▸ **Quoted text**
►

Entusi Model Farm
The Entusi Model Farm, located in the Lake Bunyonyi area of Southwestern Uganda, serves as an outdoor, hands-on classroom for local farmers to learn new farming techniques and practices. It is supported by the Global Livingston Institute (GLI), a non-profit organization whose goal is to educate students and community leaders on innovative approaches to international development and empower awareness, collaboration, conversations and personal growth. GLI has tasked this team with developing a design for an irrigation system for the model farm that combats the unreliable rain patterns of the area, providing a sustainable source of water for agriculture. The design consists of a low cost, low-maintenance irrigation system that can be easily reproduced by the farmers who visit the Entusi model farm and flexible to different plot sizes. If possible, GLI would like a solution that also creates incentive and appeal for more people to visit the farm. GLI has been the middle-man in communications between the team, the Entusi staff and Ugandan farming community.
Entusi Resort & Retreat Center near Kabale, Uganda
- Carlos Diaz
- Emily Jones
- Jacob Kohl
- Elena Lundeen
- Anli Ni
- Brenna Treanor
- Global Livingston Institute
We would like to thank Tom Karrel, Raymond Bokua, Thomas Byonanebye, Nathan Davis, Anit Koirala, Kristoph Kinzli, Reza Hedayat, Beth Reddy, Alina Handorean, Global Livingston Institute, our donors, and the senior design advisors and teams for their continued support. Our project would not have been possible without their guidance and help along the way.
The purpose of this project is to work with the Global Livingston Institute to develop irrigation and erosion solutions for the Entusi Model Farm near Lake Bunyonyi, Uganda. The solutions must not only work for the Entusi Farm; they should be easily reproduced on varied scales for neighboring farms in the region. Our team proposed four design solutions: check dams, semipermeable clay pots, a partnership with Volta Irrigation, and rainwater collection from roofs.
The check dams are the most feasible, cost-effective and safe solution to mitigating the erosion and irrigation problems on the farm. Check dams can be made of any local source material: stones, wood, concrete, or any recycled materials. These small dams store runoff from storms for a short period of time, increase infiltration, and redirect water towards crops. Additionally, check dams collect sediment that would otherwise be washed away, allowing farmers to collect this nutrient-rich soil and redistribute it to their crops.
The other three solutions (Volta irrigation, clay pots, and rooftop rainwater collection) are good alternatives for farmers that may not have the resources or manpower to create check dams.
As part of the Engineering for Communities Design Studio the team emphasized the importance of satisfying the Bridger and Luloff criteria for sustainable community development in their design. These criteria focus on factors such as desirability, feasibility, and viability that are essential to consider in order to fully meet the needs of a community. Through conversations with GLI staff, the team developed a set of design criteria which was used to guide the design process. GLI also had conducted surveys from members of the farmer cooperative at Entusi and the feedback from the responses was also considered throughout the design process.
Project design constraints include:
– Plot sizes of farms are 20 x 30 meters
– Cost to implement design per farmer: $15-$50 (per client request)

◄

▸ **Data segment**
►

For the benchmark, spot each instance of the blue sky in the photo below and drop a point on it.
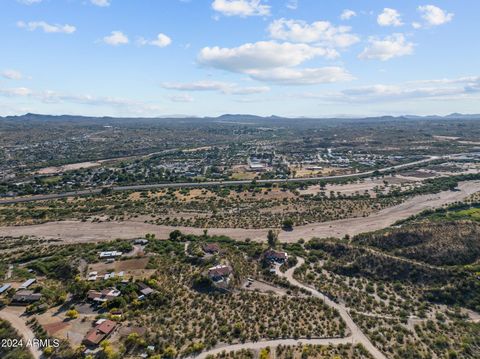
(209, 57)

◄

▸ **Goals**
[1] In the text about the Entusi Model Farm, what is the stated plot size of the farms?
[2] Translate this sentence from the text about the Entusi Model Farm into Spanish: "Check dams can be made of any local source material: stones, wood, concrete, or any recycled materials."
[3] Carry on the text about the Entusi Model Farm from its final line.

▸ **The results**
[1] 20 x 30 meters

[2] Los diques de retención pueden construirse con cualquier material de origen local: piedras, madera, concreto o cualquier material reciclado.

[3]
Project design criteria include:
– Robust and easily replicable
– Sustainable–farmers can maintain system on their own
– Meets water delivery needs for current crops
Initially, four concepts were considered in the preliminary design process: a system of check dams, a roof rainwater collection system, clay pots, and Volta irrigation. In deciding on a design, our team considered the design constraints and criteria provided by GLI. An assessment of how each design solution addressed these criteria is shown in Table 1. Each criteria was ranked on a score from 1-10, with 1 being the worst and 10 being the best. For example, under the Cost criteria, a lower score indicates a more expensive solution.
Table 1: Design matrix utilized to determine main irrigation concept
This analysis and decision to move forward with the check dam system design was approved by the client. This became the focus for the project with the hopes that future teams might also consider the other three design alternatives.
The validation process for the check dam system included researching case studies that had implemented similar check dam systems, reviewing calculations with our faculty advisor, and conducting extensive research on typical building regulations and guidelines for check dams. Case studies in Bamyan, Afghanistan and in the Sikar District, India showed an increase in irrigated farmland and subsequently, increased income after the implementation of check dams. There were also documented environmental benefits including flood mitigation and groundwater recharging.
The team designed a system of check dams to store and distribute water throughout a given plot. The main goals of the check dams are to collect and store water and provide farmers with access to water for irrigation purposes. The system is designed to be adjustable for different sized plots, varying water requirements for different crops, and compatible with the addition of more robust irrigation methods for the future.
Above is a rendering of the check dam system on the Entusi Model Farm site depicting the various components and showing the flow of water throughout the system. The check dams are able to be constructed from a mix of rock, soil, timber, and cement. In order to minimize risk, a maximum depth for each check dam was established to be 0.6 m (2 ft). Other risks such as mosquito growth in stagnant water and the coffee rust fungus were considered but our client informed us that they were not concerns in this region. For additional information about risk mitigation, reference the detailed risk analysis matrix attached to this website. The figure below also shows the dimensions for each individual check dam that would be installed on the ¼ acre plot. The sizing and layout of the check dam system are able to be altered to fit farm plots of various sizes, shapes, and slopes.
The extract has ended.